-- Exercício --
Resuma em duas frases o texto sobre a intervenção de S. Tiago na conquista de Coimbra.

A compreensão dos anais passou igualmente pela sua contextualização à luz do processo de difusão da ideologia política representada pela monarquia leonesa, ancorada no apoio providencial que o apóstolo S. Tiago teria dado a Fernando I como agente mediador na empresa de libertação da Hispânia - nomeadamente durante a conquista de Coimbra, nos termos em que o acontecimento veio a ser fixado na História silense, primeiro; no Códice calixtino, depois; bem como na Crónica najerense e nas mais tardias narrativas cronísticas de Lucas de Tui e Rodrigo de Toledo, por fim. Nas duas primeiras obras, o suposto evangelizador da Hispânia surge montado num cavalo branco e, de chaves nas mãos, entrega a cidade a um monarca piedoso, que se deslocara previamente à basílica apostólica de Compostela para solicitar auxílio ao Salvador e à Divina Majestade, aí regressando, já vitorioso, para agradecer a intercessão do apóstolo S. Tiago e doar extensos bens aos clérigos compostelanos. Uma tradição posterior, de finais do século XII, recuperada na centúria seguinte na obra de Rodrigo de Toledo, chega a fazer dos monges laurbanenses agentes coadjuvantes da empresa militar.

Na época em que estes escritos foram elaborados, a intervenção providencial do apóstolo S. Tiago durante a conquista de Coimbra era vista como um vaticínio salvífico, traduzindo a identificação do santo não apenas como o santo dos peregrinos, mas também como o santo cavaleiro que teria levado à miraculosa libertação da cidade do domínio muçulmano. Se tivermos em conta que este tópico resultou de uma concepção própria dos letrados do reino, é provável que a invenção da narrativa - baseada na convergência da data associada no calendário romano à festa litúrgica do mártir S. Cristóvão, que a tradição local identificava com o dia da entrada dos exércitos cristãos na cidade, com a do apóstolo S. Tiago, ao contrário do que se verificava no calendário hispânico, em que os dois santos eram cultuados em dias diferentes - tenha sido motivada pela eliminação do foco de resistência da população local à monarquia leonesa e, consequentemente, à difusão da ideologia santiaguista num meio ainda fortemente alicerçado nas suas ancestrais tradições moçárabes.

-- Dados fornecidos --
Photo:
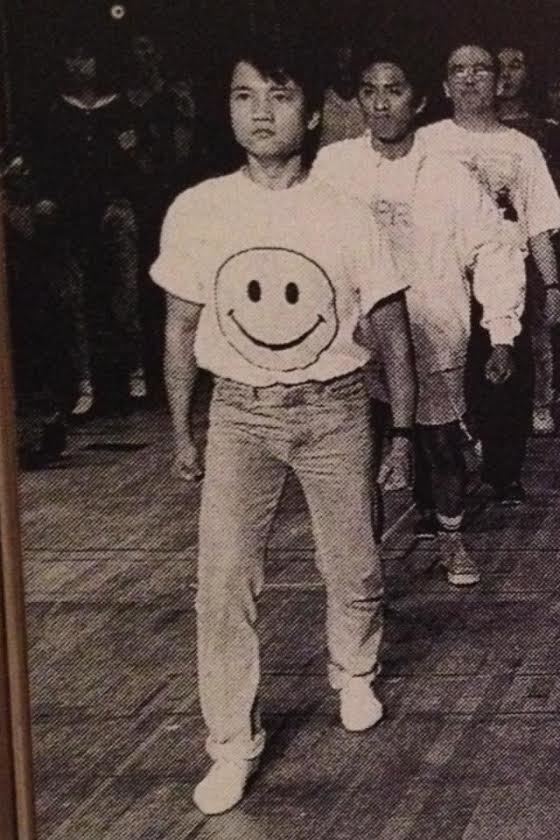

-- Resposta completa --
Os anais foram contextualizados à luz da ideologia política da monarquia leonesa, que atribuía ao apóstolo S. Tiago um apoio providencial a Fernando I na conquista de Coimbra, episódio fixado na História silense, no Códice calixtino, na Crónica najerense e nas crónicas de Lucas de Tui e Rodrigo de Toledo. Nessa época, a intervenção do santo era vista como um vaticínio salvífico que o apresentava como santo cavaleiro, e a invenção da narrativa, baseada na convergência das datas de S. Cristóvão e de S. Tiago no calendário romano, terá sido provavelmente motivada pela eliminação da resistência local à monarquia leonesa e à ideologia santiaguista num meio de fortes tradições moçárabes.